Records supplied:
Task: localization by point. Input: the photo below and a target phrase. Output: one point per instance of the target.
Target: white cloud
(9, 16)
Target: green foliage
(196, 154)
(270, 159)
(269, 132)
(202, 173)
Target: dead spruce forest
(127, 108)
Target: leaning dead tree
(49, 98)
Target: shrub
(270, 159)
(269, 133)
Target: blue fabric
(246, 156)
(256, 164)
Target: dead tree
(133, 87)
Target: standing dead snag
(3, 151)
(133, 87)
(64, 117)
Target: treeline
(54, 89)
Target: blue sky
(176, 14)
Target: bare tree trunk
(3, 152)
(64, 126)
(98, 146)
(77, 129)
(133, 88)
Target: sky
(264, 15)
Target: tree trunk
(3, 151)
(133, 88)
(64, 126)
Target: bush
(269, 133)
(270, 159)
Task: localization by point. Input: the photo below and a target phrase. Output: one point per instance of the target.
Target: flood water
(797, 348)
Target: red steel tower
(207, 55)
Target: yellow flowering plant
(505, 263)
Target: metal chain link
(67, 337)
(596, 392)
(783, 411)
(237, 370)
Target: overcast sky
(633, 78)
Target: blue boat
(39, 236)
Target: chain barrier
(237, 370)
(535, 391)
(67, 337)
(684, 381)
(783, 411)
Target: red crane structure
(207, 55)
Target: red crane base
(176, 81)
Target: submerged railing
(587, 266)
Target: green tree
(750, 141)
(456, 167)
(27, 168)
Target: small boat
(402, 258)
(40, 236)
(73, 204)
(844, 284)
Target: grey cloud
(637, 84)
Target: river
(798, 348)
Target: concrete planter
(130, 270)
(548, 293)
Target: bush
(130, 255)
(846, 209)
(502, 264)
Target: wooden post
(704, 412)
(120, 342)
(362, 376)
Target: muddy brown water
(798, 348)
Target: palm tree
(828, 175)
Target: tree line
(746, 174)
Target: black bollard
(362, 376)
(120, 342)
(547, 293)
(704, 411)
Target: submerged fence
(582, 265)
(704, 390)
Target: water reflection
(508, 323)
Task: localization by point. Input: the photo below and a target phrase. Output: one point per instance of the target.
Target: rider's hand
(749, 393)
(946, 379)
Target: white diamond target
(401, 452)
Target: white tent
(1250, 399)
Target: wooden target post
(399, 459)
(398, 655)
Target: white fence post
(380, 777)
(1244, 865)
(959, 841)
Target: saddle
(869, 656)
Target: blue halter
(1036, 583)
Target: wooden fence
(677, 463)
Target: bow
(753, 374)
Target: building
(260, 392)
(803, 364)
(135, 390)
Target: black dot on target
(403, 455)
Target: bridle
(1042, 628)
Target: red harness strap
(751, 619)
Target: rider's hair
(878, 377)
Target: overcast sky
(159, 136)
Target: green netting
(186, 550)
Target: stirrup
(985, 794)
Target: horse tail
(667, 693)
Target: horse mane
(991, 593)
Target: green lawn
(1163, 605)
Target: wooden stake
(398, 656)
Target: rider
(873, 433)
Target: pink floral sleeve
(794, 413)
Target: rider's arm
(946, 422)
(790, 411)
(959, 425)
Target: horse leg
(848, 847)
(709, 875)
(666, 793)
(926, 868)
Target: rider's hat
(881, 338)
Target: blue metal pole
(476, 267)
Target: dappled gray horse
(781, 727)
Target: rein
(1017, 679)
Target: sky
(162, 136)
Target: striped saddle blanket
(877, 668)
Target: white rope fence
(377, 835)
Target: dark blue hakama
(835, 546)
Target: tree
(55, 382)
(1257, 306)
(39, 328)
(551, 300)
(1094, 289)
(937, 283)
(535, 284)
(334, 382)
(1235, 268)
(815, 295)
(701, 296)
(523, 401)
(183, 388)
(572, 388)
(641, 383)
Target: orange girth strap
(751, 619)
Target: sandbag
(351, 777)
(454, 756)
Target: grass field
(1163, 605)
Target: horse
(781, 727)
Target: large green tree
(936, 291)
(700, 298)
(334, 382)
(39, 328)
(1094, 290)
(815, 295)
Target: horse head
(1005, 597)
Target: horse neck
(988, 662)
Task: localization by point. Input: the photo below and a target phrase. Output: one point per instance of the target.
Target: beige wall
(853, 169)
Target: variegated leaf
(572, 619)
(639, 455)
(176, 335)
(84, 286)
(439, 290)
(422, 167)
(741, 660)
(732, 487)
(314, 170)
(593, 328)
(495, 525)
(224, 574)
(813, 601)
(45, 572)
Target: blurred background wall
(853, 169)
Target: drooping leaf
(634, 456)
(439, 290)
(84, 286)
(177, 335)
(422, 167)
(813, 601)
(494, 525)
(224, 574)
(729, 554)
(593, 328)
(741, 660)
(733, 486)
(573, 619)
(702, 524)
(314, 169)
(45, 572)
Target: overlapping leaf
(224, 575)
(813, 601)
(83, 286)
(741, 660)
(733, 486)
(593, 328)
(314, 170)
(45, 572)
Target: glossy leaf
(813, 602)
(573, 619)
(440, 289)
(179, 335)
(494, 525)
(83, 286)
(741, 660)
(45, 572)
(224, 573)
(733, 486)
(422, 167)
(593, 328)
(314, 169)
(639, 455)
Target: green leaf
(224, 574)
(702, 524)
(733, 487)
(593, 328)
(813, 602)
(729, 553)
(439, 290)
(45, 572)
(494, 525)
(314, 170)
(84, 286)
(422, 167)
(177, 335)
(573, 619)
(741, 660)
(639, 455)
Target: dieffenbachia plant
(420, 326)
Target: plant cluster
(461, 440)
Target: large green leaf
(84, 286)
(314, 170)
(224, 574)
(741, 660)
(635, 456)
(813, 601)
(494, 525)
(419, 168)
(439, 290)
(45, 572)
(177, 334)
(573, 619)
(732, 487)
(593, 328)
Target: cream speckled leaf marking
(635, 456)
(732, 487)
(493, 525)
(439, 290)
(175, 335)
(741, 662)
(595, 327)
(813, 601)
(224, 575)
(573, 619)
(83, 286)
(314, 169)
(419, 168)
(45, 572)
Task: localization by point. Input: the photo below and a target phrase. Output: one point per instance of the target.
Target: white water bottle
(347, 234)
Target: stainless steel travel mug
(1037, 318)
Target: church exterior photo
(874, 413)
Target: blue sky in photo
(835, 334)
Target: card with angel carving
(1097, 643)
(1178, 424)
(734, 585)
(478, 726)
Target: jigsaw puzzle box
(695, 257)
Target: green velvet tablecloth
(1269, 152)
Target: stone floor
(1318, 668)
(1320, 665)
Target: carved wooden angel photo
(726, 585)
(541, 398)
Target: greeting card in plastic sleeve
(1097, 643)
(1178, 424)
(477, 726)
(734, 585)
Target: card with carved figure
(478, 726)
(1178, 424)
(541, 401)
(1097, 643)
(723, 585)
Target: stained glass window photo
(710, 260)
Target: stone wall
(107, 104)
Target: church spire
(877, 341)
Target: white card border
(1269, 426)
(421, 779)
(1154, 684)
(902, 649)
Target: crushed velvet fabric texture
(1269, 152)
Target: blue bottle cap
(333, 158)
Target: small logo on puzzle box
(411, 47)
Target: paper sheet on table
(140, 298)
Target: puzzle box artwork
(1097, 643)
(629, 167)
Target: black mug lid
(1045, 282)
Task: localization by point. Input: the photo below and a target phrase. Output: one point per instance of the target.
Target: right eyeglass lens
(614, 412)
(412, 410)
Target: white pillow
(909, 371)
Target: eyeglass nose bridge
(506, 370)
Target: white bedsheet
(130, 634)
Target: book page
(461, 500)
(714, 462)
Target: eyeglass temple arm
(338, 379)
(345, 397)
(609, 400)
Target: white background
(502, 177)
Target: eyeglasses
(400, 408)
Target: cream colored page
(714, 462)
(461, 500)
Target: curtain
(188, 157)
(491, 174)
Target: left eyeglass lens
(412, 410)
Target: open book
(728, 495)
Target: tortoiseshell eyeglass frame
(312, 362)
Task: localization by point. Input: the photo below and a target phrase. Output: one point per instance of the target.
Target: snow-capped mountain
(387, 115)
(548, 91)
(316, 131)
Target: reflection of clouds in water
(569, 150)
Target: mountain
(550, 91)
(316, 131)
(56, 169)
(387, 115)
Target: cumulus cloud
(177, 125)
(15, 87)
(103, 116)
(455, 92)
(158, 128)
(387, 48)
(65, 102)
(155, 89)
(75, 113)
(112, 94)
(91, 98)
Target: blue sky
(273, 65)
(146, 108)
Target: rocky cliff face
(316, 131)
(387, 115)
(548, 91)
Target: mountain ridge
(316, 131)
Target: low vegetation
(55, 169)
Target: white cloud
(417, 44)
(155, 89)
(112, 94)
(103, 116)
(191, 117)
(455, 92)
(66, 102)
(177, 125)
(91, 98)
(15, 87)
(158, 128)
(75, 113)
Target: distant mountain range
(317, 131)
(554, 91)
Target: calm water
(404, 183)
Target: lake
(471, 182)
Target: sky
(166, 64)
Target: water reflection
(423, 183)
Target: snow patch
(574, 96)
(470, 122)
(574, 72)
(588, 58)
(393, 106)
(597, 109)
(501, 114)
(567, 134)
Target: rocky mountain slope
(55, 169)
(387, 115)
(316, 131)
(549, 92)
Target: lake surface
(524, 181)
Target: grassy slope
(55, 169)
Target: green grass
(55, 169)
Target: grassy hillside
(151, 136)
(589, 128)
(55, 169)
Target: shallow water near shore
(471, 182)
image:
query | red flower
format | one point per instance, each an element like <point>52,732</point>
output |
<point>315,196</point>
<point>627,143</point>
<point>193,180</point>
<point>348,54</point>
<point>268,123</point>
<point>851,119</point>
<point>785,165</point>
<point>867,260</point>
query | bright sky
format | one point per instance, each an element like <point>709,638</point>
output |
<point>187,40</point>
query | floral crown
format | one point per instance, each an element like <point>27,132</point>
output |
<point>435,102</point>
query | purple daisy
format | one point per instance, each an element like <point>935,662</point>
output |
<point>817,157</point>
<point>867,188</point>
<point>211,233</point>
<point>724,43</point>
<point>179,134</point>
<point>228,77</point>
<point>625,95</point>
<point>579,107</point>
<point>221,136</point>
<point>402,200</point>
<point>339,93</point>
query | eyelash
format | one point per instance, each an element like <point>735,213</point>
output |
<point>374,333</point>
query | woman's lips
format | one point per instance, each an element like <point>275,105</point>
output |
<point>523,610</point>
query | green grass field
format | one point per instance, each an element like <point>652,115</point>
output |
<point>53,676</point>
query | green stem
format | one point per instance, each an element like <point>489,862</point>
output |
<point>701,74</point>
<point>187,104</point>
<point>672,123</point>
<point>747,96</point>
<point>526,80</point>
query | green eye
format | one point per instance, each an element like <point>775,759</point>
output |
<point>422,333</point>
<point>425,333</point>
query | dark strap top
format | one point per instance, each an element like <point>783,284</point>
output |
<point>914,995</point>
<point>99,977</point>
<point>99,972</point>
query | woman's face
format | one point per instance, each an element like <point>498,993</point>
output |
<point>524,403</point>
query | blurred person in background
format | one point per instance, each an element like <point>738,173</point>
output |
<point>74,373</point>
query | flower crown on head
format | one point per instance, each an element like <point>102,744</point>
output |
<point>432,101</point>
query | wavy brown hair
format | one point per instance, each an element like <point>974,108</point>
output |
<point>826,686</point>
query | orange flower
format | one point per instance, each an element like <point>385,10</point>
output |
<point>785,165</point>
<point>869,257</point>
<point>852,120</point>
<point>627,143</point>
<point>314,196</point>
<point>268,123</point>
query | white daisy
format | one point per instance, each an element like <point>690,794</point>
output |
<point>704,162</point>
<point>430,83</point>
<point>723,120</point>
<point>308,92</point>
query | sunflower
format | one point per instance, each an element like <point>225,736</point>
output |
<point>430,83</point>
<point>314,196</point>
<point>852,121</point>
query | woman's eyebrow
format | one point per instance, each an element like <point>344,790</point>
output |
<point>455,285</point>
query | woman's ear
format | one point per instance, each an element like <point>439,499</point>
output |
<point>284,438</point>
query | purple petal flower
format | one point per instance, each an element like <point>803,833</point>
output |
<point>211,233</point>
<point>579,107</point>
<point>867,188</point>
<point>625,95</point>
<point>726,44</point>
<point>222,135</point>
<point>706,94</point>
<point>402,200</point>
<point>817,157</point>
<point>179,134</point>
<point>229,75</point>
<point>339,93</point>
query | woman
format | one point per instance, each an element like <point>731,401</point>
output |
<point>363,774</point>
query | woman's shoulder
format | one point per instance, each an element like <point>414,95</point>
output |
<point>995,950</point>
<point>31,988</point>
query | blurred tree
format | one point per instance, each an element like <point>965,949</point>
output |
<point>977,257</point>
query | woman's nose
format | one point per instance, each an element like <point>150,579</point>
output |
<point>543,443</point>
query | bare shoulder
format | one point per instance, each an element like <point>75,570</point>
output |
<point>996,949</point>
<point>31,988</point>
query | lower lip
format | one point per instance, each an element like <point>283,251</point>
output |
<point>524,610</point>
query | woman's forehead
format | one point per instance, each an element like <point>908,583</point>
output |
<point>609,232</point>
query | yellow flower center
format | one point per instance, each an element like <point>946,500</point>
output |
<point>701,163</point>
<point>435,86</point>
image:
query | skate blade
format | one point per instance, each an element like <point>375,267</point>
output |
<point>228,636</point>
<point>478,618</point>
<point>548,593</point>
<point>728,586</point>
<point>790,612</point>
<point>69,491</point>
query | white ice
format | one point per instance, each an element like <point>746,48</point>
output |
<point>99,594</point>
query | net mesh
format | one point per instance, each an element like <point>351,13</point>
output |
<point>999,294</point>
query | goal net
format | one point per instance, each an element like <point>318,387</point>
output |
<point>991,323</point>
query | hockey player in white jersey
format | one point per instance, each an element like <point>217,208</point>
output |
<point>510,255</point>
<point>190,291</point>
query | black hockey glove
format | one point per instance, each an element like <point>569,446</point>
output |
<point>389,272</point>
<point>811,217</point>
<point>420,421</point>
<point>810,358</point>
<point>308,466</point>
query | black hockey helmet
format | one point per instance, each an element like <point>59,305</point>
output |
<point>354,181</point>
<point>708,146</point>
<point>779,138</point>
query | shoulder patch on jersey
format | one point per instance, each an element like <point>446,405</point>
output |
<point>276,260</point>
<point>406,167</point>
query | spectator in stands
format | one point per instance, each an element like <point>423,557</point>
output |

What to do:
Rewrite the data starting with the line that contains "Target: church exterior photo" and going on through the line that contains "(1045, 282)", substituting "granite" for "stone" and leaving everything else as it is.

Exercise output:
Target: church exterior photo
(874, 413)
Target: blue sky in photo
(835, 334)
Target: card with angel carving
(1097, 643)
(1178, 424)
(734, 585)
(478, 726)
Target: jigsaw puzzle box
(695, 257)
Target: green velvet tablecloth
(1269, 152)
Target: granite floor
(1318, 668)
(1320, 665)
Target: carved wooden angel photo
(726, 585)
(541, 398)
Target: greeting card in plastic sleeve
(1097, 643)
(1178, 424)
(477, 726)
(734, 585)
Target: card with carved figure
(478, 726)
(1178, 424)
(541, 401)
(1097, 643)
(723, 585)
Target: stained glass window photo
(710, 260)
Target: granite wall
(107, 104)
Target: church spire
(877, 341)
Target: white card border
(1269, 426)
(421, 779)
(1154, 684)
(902, 649)
Target: crushed velvet fabric texture
(1269, 152)
Target: blue bottle cap
(333, 158)
Target: small logo on puzzle box
(411, 47)
Target: paper sheet on table
(140, 298)
Target: puzzle box artwork
(1097, 643)
(629, 167)
Target: black mug lid
(1045, 282)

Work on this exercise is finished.